提示文
'''

人生の真の目的

スワミ・クリヤナンダ氏
「肉体意識にどっぷり浸かっている人は、いわば知らない国に迷い込んだ異邦人のようなものです。

私たちの母国は、「大いなる遍在」すなわち神の国です。この地上で、私たちは旅人にすぎません。ほんのしばらく留まるだけの客人なのです。

 しかし残念ながら、ほとんどの人は客人であることに不満です。地上の小さな一部分を自分のものとして占有したがります。私の家、私の妻、私の夫、私の子供、それがいつも考えていることです。

魅惑的な物質世界の罠におちて、催眠状態で錯覚の夢を見せられているのです。自分が本当は何なのか、本当は何者なのかを思い出せないのです。

「苦悩と悲嘆の海から、抜け出しなさい!」クリシュナはそう言いました。神とともにあれば、人生は幸福の祝祭です。しかし神とともにいかねれば、人生は困難と苦労、そして絶望の巣窟です」

「人生とは、結婚して食べてそして死んでしまう、そういう目的のためのものではありません。食べて飲んで死ぬこと、それは動物の道です。

何ゆえに人生の本来の高さより低い生を生きるのですか。神は、正しく使うなら存在の神秘を明かすであろう知性を、人間に与えました。

神は人間に知性を与え、神自身をも探求しうるほどに、ひとの叡智を深化させたのです。この神聖なる能力を賢明に使わなければなりません。そうしないことは、あなた自身に対する、最大の不正義になりうるのです」

「人生の真の目的は神を知ることです。しかし一方で、人間には世俗的快楽への誘惑というものが与えられています。あなたの識別選択の能力を強化するためです。五感の快楽を求めるのか、それとも神を求めるのかという選択です。快楽は、はじめは魅惑的ですが、もしそれを選ぶなら、遅かれ早かれ、終わることのない苦悩と困難にとらわれることになるでしょう。

'''

目標 1
以下のレコードから、文字列「windshield」を含む行をすべて抜き出してください。大文字と小文字は区別します。

データ一覧
'''

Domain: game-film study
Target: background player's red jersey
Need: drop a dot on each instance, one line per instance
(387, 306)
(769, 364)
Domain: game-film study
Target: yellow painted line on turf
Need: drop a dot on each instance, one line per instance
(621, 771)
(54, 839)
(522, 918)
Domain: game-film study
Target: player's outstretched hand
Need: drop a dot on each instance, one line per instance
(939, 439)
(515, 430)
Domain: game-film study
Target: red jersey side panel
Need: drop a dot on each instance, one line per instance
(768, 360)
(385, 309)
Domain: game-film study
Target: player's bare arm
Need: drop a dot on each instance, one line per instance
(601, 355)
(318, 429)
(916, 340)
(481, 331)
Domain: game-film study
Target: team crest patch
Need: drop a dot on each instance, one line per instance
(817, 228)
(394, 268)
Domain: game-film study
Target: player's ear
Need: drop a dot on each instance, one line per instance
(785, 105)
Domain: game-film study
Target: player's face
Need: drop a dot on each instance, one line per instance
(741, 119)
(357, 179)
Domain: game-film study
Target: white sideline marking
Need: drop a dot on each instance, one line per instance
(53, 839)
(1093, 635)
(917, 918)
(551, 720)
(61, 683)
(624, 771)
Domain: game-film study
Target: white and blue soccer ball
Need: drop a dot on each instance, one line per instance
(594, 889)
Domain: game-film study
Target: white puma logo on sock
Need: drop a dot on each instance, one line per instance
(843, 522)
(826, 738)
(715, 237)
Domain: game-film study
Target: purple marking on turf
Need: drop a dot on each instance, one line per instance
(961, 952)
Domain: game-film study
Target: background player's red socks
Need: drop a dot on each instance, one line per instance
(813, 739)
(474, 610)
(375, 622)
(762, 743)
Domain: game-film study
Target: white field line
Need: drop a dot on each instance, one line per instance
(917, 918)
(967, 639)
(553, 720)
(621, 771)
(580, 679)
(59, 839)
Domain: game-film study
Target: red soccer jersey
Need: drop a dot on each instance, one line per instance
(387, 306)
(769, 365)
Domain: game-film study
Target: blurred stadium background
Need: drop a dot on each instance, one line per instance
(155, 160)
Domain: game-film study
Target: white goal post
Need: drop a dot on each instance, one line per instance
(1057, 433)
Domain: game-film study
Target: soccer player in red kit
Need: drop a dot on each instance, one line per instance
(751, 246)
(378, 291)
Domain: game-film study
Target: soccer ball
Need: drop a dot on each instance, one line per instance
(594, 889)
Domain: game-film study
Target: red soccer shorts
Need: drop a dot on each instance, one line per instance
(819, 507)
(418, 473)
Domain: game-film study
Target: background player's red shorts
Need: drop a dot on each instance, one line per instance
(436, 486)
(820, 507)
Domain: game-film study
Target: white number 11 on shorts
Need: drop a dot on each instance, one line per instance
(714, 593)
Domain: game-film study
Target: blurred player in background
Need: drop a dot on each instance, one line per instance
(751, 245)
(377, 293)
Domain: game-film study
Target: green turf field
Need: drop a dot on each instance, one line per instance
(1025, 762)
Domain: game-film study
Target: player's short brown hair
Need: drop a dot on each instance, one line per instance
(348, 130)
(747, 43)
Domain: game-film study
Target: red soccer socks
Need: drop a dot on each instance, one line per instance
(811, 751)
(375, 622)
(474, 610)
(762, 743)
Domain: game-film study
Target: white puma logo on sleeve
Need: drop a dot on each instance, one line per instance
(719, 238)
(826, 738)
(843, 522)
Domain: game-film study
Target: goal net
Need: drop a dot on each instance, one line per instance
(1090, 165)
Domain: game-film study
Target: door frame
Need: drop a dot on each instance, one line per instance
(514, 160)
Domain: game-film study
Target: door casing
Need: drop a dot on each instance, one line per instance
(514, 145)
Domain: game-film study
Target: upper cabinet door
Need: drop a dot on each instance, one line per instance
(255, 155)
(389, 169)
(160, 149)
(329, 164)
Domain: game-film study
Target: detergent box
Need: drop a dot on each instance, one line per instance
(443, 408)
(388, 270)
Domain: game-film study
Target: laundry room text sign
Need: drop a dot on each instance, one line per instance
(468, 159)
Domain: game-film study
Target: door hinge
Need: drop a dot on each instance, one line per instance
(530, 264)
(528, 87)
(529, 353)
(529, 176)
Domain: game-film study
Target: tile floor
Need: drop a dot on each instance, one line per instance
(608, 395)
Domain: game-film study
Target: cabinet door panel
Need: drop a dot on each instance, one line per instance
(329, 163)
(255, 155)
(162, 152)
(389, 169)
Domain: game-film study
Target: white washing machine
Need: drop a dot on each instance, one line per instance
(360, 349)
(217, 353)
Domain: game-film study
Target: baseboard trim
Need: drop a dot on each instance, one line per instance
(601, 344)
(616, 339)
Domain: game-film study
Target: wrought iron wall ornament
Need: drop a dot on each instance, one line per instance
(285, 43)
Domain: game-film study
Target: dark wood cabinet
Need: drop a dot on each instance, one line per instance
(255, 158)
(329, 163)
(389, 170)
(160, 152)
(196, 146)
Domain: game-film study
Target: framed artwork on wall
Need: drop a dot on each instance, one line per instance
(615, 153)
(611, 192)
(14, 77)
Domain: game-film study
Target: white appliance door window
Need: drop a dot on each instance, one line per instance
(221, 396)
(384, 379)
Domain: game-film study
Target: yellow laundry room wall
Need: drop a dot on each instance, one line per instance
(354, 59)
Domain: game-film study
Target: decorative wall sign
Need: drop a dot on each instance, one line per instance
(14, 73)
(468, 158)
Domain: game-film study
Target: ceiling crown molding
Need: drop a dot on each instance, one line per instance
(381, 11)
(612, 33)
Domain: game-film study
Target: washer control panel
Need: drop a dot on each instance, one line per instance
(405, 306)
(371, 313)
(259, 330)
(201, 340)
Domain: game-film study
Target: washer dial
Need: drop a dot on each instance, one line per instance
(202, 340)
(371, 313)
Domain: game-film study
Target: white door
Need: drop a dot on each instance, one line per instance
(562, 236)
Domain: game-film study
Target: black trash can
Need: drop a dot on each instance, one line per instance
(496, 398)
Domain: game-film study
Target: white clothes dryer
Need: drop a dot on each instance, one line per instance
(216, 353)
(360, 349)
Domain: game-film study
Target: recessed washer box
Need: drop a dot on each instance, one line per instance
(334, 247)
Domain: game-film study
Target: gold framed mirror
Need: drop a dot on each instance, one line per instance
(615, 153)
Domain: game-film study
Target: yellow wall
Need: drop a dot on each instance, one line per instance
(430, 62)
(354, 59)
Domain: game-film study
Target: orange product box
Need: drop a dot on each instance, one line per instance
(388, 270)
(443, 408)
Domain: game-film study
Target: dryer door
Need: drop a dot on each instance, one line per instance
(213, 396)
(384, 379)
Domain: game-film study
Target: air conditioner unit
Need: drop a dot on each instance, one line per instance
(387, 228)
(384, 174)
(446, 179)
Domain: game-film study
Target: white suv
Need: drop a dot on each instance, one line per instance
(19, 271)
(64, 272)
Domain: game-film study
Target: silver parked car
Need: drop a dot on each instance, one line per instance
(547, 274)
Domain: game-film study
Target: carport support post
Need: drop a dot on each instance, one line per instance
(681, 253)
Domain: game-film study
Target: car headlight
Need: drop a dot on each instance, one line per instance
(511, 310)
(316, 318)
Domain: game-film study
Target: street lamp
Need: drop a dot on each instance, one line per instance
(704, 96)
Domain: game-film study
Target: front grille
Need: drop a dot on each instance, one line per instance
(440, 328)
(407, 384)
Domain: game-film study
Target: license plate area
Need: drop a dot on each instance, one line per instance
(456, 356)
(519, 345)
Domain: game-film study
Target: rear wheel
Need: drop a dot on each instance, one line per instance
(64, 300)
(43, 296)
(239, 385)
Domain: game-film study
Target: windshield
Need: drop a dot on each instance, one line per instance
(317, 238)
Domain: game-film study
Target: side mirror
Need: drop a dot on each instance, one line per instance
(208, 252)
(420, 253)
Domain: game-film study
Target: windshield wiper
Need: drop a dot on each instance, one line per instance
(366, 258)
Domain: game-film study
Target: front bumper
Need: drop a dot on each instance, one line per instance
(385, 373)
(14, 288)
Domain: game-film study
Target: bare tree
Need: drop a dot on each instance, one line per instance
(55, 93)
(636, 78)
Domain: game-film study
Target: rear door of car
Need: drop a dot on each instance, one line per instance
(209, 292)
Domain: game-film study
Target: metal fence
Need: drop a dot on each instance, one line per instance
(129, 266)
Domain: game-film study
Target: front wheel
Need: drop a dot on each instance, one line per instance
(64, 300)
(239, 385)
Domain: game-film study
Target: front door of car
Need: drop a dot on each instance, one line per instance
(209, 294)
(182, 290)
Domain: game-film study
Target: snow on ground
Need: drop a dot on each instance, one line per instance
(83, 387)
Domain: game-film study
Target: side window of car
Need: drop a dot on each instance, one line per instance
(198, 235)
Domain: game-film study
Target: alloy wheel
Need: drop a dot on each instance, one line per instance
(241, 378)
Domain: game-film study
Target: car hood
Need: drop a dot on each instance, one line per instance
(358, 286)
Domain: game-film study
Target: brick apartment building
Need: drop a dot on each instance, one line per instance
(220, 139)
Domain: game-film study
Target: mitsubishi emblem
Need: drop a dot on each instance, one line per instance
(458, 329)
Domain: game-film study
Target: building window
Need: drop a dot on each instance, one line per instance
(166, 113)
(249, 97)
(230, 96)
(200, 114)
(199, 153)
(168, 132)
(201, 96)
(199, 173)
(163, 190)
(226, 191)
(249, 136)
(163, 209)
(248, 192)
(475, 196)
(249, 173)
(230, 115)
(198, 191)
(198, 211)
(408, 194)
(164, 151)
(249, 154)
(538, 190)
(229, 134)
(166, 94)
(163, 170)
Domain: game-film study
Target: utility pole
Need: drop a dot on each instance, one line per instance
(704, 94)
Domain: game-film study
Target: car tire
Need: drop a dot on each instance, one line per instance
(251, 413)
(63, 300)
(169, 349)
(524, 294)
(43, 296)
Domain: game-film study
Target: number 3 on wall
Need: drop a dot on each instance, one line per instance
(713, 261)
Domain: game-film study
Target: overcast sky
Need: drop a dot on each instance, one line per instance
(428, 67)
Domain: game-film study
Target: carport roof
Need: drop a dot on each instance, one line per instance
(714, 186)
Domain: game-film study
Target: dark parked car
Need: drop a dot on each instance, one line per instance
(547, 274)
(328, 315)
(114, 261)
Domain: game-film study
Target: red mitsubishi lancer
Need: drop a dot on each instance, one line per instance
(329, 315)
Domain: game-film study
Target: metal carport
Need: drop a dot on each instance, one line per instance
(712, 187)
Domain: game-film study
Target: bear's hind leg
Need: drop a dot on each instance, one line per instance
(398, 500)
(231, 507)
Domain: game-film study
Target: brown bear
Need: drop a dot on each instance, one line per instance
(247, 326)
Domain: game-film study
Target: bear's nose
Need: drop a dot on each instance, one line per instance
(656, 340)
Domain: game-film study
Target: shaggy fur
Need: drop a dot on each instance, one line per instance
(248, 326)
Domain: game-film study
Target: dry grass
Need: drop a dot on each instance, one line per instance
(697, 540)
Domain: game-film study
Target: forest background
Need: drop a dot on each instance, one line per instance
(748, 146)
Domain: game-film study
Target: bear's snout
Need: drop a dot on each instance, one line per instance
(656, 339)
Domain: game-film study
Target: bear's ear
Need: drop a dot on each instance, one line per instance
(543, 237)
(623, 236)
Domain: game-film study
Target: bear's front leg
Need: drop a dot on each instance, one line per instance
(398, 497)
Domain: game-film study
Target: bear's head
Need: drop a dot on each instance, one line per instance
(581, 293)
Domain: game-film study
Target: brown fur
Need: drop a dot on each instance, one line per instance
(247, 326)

'''

目標 2
人生の目的を説く文章によると、人間に世俗的快楽への誘惑が与えられているのは何のためですか。

演習結果 1
Target: windshield
Target: windshield wiper

演習結果 2
識別選択の能力を強化するためです。